* **EXERCISE DETAILS**
Can you copy out, word for word, the part of the items that opens with the line containing "pixel 1039 172." and runs through the end of the items?

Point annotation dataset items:
— Begin —

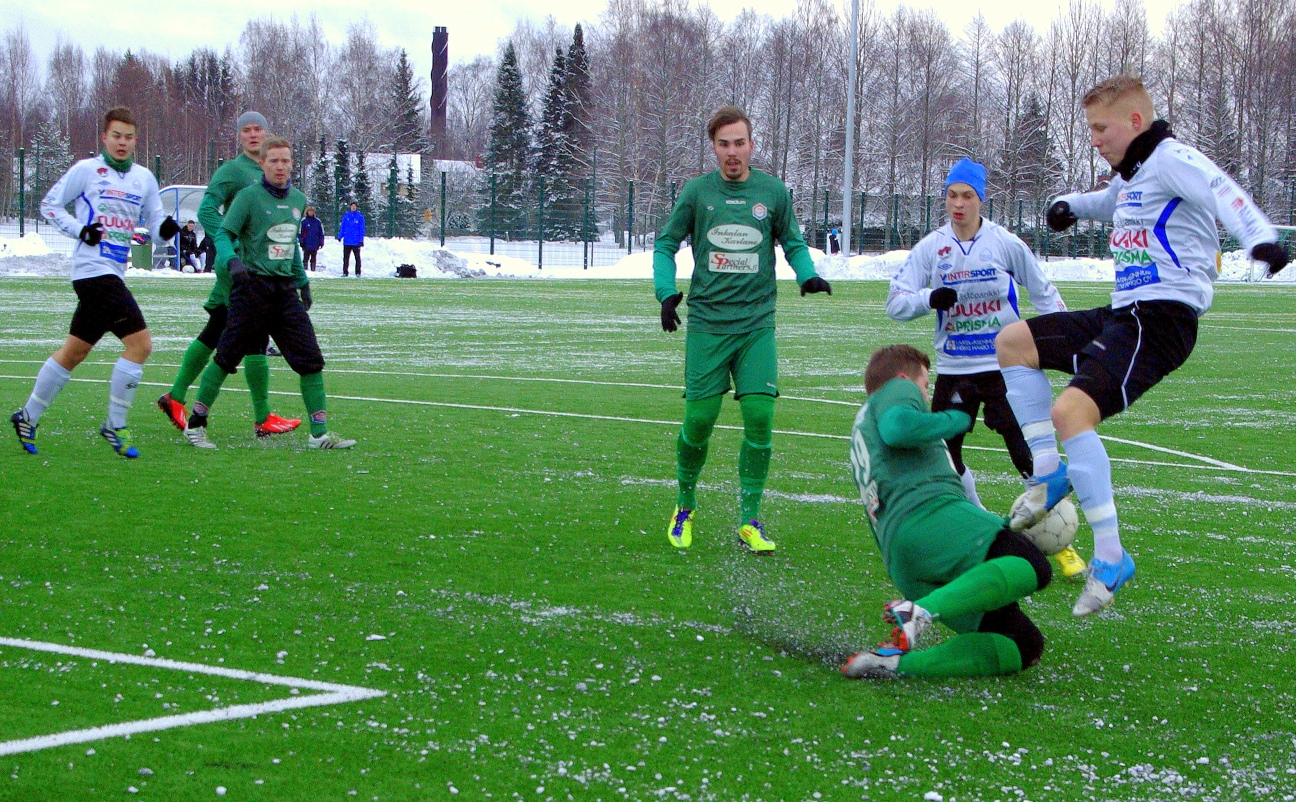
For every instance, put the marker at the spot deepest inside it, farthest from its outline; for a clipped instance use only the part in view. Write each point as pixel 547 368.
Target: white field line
pixel 333 695
pixel 1209 463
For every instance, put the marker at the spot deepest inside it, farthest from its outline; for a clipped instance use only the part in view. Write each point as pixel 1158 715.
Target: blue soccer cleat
pixel 1042 494
pixel 1104 579
pixel 119 439
pixel 25 429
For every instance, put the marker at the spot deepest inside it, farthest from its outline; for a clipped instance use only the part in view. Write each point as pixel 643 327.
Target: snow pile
pixel 29 245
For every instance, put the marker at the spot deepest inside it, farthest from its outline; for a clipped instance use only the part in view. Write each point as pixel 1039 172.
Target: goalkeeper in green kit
pixel 226 183
pixel 953 561
pixel 732 217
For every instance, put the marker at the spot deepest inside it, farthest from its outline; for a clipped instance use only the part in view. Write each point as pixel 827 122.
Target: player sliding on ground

— End —

* **SOLUTION TO THE EXERCISE**
For every instance, put the marker at the spot deepest inside it, farthest from its outline; for a clipped instance use only the part in view. Write each point as pixel 1039 172.
Target: goalkeeper in green kit
pixel 226 183
pixel 953 561
pixel 732 217
For every instance, put the marker at the spot deepest inside it, farthest from its outline; for a clipped instance use only the part in view. Write each point as pixel 827 122.
Target: player sliding on ground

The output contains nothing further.